*Set exercise*
Pictures are not part of the answer. Return the lines from the one containing "TASK = point to the beige" through the end of the data, both included, exactly as they appear.

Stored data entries
===
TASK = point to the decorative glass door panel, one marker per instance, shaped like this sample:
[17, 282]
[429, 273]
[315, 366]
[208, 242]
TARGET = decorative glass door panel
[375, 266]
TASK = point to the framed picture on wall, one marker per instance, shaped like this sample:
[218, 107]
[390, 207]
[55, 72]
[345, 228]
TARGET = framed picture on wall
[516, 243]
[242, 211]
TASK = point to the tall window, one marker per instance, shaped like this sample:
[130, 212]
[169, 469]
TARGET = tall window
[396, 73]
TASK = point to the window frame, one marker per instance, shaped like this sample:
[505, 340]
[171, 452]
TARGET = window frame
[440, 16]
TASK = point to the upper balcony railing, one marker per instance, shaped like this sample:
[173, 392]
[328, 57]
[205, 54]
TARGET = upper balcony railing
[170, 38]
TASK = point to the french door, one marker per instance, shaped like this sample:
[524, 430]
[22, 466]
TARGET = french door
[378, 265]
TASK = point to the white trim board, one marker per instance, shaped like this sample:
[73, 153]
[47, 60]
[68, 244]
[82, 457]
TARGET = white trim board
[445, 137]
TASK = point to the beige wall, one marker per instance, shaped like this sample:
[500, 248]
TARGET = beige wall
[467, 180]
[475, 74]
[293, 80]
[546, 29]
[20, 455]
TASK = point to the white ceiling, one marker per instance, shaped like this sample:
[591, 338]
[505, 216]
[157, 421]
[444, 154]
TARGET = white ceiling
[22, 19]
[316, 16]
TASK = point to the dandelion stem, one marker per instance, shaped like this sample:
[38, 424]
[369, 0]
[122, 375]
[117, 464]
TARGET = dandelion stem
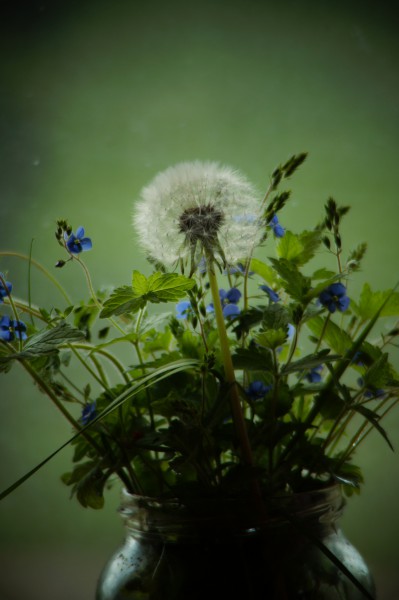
[237, 413]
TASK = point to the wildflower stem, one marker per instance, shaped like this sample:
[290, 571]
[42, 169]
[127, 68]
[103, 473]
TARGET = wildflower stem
[13, 308]
[94, 295]
[237, 413]
[47, 390]
[47, 273]
[107, 355]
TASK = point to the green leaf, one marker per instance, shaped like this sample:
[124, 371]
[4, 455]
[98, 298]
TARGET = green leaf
[335, 337]
[272, 338]
[253, 359]
[310, 361]
[49, 340]
[263, 270]
[298, 248]
[122, 301]
[276, 316]
[161, 287]
[377, 375]
[373, 418]
[294, 283]
[324, 274]
[370, 302]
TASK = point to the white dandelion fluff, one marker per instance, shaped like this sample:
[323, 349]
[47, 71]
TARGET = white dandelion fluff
[197, 209]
===
*Answer in full*
TASK = point to the beige wall, one marker per instance, shaped like this sample:
[500, 248]
TARGET = beige wall
[467, 180]
[475, 74]
[293, 80]
[546, 29]
[20, 455]
TASK = point to the white ceiling, one marker per instance, shaped like this sample:
[591, 338]
[505, 216]
[157, 421]
[444, 154]
TARGET = white ceiling
[22, 19]
[316, 16]
TASK = point to the dandelion stem, one marker per instance, shaped like this sample:
[38, 424]
[369, 0]
[122, 375]
[117, 464]
TARGET = dandelion stem
[237, 413]
TASK = point to the wildflower stem, one marker per instance, shaped like this sample:
[290, 571]
[42, 169]
[127, 68]
[103, 473]
TARGET = wildflower stem
[13, 308]
[94, 295]
[237, 413]
[47, 390]
[47, 273]
[107, 355]
TASK = point to the green leaf, one marker per instance, shaped like this sample:
[124, 371]
[4, 455]
[98, 298]
TARGET = green leaf
[335, 337]
[272, 338]
[253, 359]
[310, 361]
[49, 340]
[263, 270]
[298, 248]
[122, 301]
[276, 316]
[161, 287]
[377, 375]
[373, 418]
[294, 283]
[324, 274]
[370, 302]
TASK = point to the white dandelion fluff, one marker per instance, shaped like this sample:
[323, 349]
[47, 71]
TARGET = white dandelion fluff
[197, 209]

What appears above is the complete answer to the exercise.